| REQUIRED WORK |
Could you reproduce the part of the performance art passage below that opens with "Here is a (very)" and closes with "and Emmy Hennings.", renaming "Zurich" to "Zürich" wherever it occurs?

| EXCERPT PROVIDED |
---+---
I remember the first time I heard of Karen Finley. It was back in the mid-1980s, at which time she was primarily known for one action in particular: putting canned yams (out of the can) up her butt, in front of an audience. At approximately the same time, homoerotic photographs by the late Robert Mapplethorpe generated particular outrage among some members of Congress, including North Carolina Republican Senator Jesse Helms. Mapplethorpe also photographed subjects (including himself) with objects in their anus. But in as much as Karen’s work was sexual in nature, it was also fiercely “real”—it was performed as opposed to captured in still photographs.

Since the 1980s, I have been fascinated and intrigued by performance art; I scalped one lone ticket to Finley’s show wherein she covered her naked body in chocolate and bean sprouts, I saw the early work of Danny Hoch, Anna Deavere Smith, Annie Sprinkle, Ann Magnuson, Carolee Schneeman, and the musical performance art of John Cage and Glenn Branca. Many of these experiences left me emotionally shaken and incredibly inspired.

Here is a (very) brief timeline of performance art:

1908: The Futurists led by poet Filippo Tommaso Marinetti. Site for Futurist Manifesto of 1908.

1916: The beginning of Dada,” a small group of people that met for only a few months at the Cabaret Voltaire in Zurich, Switzerland. Hitler negatively mentioned the Dada in his Mein Kampf. One of the groups primary performers was Benjamin Franklin Wedekind (also known as Frank Wedekind). Of the Zurich Dadaist’s there was Hugo Ball and Emmy Hennings.
---+---
| EXCERPTED DATA |
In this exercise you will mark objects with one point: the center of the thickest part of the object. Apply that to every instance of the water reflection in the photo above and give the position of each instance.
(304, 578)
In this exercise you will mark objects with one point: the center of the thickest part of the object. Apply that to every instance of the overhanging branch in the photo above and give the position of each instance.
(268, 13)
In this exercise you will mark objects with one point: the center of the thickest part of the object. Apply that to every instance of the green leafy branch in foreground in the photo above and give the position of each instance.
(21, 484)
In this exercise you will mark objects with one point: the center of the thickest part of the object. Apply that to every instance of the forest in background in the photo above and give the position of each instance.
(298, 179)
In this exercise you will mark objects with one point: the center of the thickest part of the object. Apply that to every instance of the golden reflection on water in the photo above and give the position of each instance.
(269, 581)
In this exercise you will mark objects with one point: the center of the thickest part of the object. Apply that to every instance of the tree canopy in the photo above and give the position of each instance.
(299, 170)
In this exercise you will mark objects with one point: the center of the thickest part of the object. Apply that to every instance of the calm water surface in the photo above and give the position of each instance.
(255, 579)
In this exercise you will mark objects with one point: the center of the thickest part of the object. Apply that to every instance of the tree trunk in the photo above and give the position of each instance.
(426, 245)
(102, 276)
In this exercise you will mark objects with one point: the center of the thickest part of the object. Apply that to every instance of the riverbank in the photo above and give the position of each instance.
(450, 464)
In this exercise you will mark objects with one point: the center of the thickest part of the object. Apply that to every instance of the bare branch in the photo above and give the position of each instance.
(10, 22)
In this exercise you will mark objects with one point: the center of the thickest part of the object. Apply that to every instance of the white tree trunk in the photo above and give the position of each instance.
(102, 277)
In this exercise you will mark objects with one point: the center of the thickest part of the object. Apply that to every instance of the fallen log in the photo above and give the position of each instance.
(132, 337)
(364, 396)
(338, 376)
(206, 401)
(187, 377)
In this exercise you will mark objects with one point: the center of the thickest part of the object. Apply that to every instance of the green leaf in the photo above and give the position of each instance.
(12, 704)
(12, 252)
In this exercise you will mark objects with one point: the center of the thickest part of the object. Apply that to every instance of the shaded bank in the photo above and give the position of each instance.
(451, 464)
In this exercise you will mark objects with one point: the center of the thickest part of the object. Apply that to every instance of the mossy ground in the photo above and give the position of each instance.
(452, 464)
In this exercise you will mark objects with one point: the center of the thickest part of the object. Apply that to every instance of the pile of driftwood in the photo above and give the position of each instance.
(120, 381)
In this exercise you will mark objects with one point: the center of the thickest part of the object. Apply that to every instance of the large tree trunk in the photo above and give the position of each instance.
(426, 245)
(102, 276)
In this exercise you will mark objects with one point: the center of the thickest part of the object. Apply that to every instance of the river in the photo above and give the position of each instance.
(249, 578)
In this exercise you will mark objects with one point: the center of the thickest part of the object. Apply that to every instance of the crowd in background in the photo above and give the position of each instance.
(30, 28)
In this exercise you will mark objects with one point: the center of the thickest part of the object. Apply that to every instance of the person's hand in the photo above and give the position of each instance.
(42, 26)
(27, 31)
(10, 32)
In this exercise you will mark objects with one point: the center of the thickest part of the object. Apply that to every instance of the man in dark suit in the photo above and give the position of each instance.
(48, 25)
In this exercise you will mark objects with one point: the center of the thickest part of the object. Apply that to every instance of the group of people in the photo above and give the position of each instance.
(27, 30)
---+---
| SOLUTION TO THE EXERCISE |
Here is a (very) brief timeline of performance art:

1908: The Futurists led by poet Filippo Tommaso Marinetti. Site for Futurist Manifesto of 1908.

1916: The beginning of Dada,” a small group of people that met for only a few months at the Cabaret Voltaire in Zürich, Switzerland. Hitler negatively mentioned the Dada in his Mein Kampf. One of the groups primary performers was Benjamin Franklin Wedekind (also known as Frank Wedekind). Of the Zürich Dadaist’s there was Hugo Ball and Emmy Hennings.